┌──

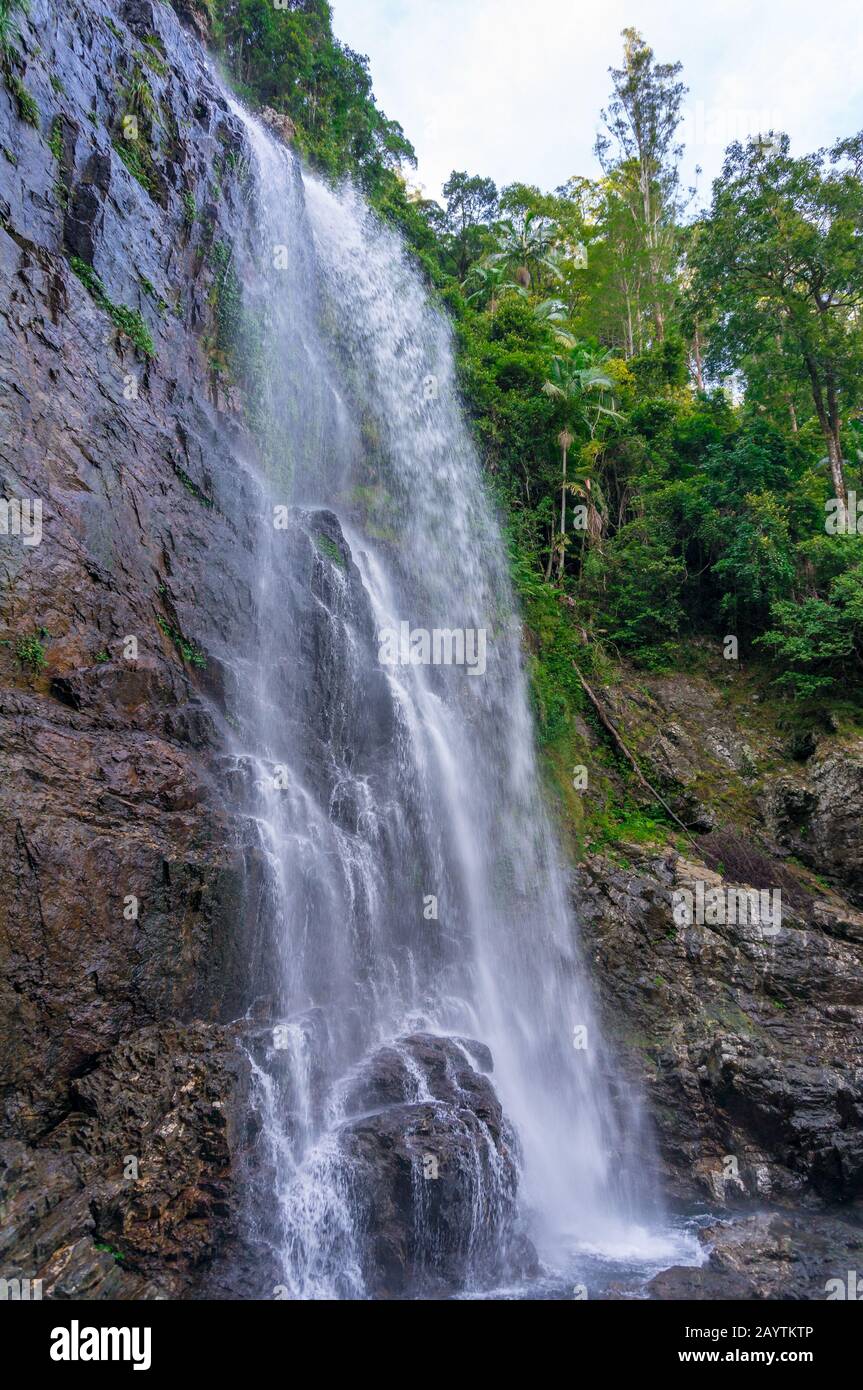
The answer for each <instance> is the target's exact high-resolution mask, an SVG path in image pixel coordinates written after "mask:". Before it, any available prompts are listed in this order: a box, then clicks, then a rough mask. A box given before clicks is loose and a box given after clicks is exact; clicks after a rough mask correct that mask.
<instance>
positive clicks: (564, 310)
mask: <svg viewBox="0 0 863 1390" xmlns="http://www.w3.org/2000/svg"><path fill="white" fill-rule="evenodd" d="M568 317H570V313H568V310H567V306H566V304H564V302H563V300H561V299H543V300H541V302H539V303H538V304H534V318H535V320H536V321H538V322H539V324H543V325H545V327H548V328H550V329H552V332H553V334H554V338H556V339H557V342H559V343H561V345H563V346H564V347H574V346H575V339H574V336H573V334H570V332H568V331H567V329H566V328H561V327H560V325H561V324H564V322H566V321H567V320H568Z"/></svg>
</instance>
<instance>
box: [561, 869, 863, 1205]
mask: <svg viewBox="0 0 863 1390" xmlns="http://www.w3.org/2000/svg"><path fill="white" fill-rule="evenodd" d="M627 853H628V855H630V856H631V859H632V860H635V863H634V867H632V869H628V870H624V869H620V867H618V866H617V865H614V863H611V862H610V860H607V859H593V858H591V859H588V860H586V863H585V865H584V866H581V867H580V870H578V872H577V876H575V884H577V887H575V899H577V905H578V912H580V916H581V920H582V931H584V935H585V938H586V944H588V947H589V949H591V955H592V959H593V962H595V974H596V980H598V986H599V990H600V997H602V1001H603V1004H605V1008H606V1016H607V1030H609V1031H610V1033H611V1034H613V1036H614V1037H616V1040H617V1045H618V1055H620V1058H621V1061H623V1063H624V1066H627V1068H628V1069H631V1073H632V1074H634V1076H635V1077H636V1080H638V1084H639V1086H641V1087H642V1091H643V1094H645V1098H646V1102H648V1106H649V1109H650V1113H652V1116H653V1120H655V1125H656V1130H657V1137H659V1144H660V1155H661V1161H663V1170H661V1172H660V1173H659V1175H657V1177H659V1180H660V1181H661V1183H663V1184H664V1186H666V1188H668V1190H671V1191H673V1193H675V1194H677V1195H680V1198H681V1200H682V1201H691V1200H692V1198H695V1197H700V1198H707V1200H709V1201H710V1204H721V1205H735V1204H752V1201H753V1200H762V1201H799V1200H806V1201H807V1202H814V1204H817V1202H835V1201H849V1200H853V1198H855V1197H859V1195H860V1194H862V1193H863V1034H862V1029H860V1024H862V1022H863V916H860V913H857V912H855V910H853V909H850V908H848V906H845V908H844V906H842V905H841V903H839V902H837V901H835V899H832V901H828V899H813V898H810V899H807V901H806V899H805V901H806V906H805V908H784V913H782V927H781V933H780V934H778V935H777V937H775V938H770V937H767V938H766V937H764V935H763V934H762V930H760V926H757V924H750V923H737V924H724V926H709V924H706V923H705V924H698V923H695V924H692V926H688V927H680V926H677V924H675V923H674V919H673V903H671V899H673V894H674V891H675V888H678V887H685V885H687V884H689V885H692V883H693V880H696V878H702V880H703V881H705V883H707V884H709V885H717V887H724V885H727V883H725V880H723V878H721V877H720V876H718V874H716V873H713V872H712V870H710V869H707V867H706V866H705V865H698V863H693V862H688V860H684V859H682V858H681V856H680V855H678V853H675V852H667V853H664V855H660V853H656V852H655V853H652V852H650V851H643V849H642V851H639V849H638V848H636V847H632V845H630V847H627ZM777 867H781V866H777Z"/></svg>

└──
┌──

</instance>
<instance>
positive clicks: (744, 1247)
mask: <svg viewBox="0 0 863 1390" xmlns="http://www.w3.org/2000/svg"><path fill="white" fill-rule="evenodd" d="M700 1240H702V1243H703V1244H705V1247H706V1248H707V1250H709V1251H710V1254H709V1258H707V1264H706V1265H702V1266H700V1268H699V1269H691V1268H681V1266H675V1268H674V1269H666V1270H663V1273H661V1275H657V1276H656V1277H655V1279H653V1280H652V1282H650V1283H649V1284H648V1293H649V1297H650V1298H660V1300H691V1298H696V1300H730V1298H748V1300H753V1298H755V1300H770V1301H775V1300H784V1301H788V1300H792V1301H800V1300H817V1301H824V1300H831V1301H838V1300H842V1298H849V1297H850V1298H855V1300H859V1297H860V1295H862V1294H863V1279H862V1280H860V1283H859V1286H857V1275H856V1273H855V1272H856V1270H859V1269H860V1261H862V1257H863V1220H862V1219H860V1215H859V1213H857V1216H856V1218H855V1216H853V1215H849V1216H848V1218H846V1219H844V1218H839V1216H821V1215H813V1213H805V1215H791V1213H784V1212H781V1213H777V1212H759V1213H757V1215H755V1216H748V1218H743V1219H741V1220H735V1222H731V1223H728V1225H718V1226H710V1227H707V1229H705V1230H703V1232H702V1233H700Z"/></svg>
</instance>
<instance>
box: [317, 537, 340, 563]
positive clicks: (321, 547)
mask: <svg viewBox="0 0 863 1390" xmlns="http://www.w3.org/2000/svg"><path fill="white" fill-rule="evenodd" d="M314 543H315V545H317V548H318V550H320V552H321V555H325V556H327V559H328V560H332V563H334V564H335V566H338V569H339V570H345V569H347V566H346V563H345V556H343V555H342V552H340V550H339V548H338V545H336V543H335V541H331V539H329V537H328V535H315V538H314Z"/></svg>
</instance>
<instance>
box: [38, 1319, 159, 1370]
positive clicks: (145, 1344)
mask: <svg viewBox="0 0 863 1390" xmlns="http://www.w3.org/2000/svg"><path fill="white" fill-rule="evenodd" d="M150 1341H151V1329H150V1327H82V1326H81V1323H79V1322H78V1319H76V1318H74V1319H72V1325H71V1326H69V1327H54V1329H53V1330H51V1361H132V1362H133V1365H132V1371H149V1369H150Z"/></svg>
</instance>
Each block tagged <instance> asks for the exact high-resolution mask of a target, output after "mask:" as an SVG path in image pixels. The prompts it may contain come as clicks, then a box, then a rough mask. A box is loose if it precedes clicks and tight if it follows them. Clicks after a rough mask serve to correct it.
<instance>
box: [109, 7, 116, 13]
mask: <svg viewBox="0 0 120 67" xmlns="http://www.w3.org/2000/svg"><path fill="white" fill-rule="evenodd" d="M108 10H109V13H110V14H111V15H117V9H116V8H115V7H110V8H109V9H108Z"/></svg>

└──
┌──

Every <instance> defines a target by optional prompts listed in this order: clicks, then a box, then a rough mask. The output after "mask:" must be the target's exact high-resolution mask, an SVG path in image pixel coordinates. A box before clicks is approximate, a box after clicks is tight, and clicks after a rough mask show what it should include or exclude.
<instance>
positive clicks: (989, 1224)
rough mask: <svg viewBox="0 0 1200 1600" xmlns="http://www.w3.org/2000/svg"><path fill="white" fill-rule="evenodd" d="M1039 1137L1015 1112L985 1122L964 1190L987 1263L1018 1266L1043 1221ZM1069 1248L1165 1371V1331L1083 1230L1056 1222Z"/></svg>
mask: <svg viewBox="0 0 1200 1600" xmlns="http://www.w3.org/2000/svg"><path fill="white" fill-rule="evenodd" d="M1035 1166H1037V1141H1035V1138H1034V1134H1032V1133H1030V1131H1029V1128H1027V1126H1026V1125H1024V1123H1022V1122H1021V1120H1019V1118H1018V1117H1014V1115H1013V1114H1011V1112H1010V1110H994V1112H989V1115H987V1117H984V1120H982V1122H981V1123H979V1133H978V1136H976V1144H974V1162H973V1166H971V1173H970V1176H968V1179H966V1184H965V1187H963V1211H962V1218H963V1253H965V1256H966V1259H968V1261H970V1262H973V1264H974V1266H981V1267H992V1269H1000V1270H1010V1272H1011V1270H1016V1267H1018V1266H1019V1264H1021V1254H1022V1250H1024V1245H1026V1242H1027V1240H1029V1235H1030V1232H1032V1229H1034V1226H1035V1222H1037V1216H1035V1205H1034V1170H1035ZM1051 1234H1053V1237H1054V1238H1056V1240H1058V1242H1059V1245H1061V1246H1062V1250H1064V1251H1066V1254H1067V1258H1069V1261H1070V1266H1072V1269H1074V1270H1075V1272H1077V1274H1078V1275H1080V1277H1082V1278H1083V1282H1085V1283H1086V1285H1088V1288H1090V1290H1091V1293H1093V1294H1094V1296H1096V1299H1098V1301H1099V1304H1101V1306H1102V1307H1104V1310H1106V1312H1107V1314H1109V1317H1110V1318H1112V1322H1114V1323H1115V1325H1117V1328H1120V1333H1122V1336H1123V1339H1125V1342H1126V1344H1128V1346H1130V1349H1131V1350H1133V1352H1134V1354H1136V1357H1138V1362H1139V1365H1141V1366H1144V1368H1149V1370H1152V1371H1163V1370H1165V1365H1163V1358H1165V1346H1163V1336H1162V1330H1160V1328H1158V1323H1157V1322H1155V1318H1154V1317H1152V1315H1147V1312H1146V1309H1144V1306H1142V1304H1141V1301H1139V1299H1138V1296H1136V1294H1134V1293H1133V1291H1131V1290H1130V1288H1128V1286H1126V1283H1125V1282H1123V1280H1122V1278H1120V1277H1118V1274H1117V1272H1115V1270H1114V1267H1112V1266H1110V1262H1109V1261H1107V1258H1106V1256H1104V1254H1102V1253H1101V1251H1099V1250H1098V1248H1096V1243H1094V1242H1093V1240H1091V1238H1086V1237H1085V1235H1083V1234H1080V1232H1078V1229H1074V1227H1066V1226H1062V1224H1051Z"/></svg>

└──

## [PROBLEM TO WORK ON]
Check each line of the listing above for the string "resolution", and report how many lines contain it, as a number alone.

## [RESULT BELOW]
3